■ **Задания**
**a.** Скопируйте без изменений часть текста об образе города в поэзии: ту, что открывается словами, содержащими «1 Кумыс - традиционный», и завершается словами «ненастоящий напиток [29].».
**b.** Допишите продолжение текста об образе города в поэзии, начав сразу после последнего приведенного в нем предложения.

-------- Фрагмент текста --------

Традиционный образ города в урбанистической прозе и поэзии противопоставляется природе как нечто неестественное, противоречащее ей. Его атрибуты - механические артефакты, железо, искусственный свет: из чрева бетонных строений; железобетонная осень; кора асфальта; дневных проспектов крик; бьющие током ступеньки троллейбуса и т.п. Как мы видим, метафоры построены по принципу контраста «природное + искусственное/ механическое»: чрево + бетонные строения, осень + железобетонная, кора + асфальт, крик + проспект. Топос города обладает свойствами, вносящими душевный разлад, психологический дискомфорт во внутренний мир лирического героя. Не утихает тоска по степи у жителей города - современных скифов, которые живут в норах квартирных и выходят на балкон, словно бы заслышав ржанье коня (1985) [27. Т. 2. С. 29]. Степь появляется здесь только на экране телевизора: Вот и степь подступает к глазам из бездны телеэкрана. Знак-символ искусственности, фальшивости городского бытия, оторванности от природы - коровий кумыс1, который сын принес вечером из гастронома. Город лишает человека его прошлого, его исконной культуры, которая зиждится на природных началах. Ощущение своей вины за эту оторванность от корней, от аула, где похоронены его отец и предки, преследует поэта. Покаяние является одним из основных эмоциональных мотивов всего его творчества. Степь, родной аул метафорически осмысляются поэтом как живые, он обращается к ним со словами покаяния: О степная земля, мы так пред тобой виноваты, / Что смотрим с виною и болью на эти закаты

1 Кумыс - традиционный напиток кочевых тюрков, который готовится исключительно из кобыльего молока. Кумыс из коровьего молока - это фальшивый, ненастоящий напиток [29].

-------- Исходные данные --------

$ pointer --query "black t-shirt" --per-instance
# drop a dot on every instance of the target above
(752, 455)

--------

■ **Полученные ответы**
**a.**
1 Кумыс - традиционный напиток кочевых тюрков, который готовится исключительно из кобыльего молока. Кумыс из коровьего молока - это фальшивый, ненастоящий напиток [29].

**b.**
(«Ностальгия по детству» 1976) [26. Т. 1. С. 36]; Родной очаг, /За все прости меня. / За то, что о корнях / Я забываю. / Все получил / От твоего огня / И ничего в ответ / Не возвращаю («Родной очаг» 1977) [26. Т. 1. С. 66]. Он старается сохранить эту связь с родиной, с предками и клянется продолжить их путь:

Здесь мой аул,

Могила здесь отца.

Начало - здесь.

И нет ему конца.

И этот путь

Продолжен будет мной [26. Т. 1. С. 66].

Степь дает ему свое благословение: Благословляет степь: / - Иди, сын мой! [26. Т. 1. С. 66]. В тексте зашифрованы важные для казахов культурные сакральные коды: святость могилы отца; память о предках.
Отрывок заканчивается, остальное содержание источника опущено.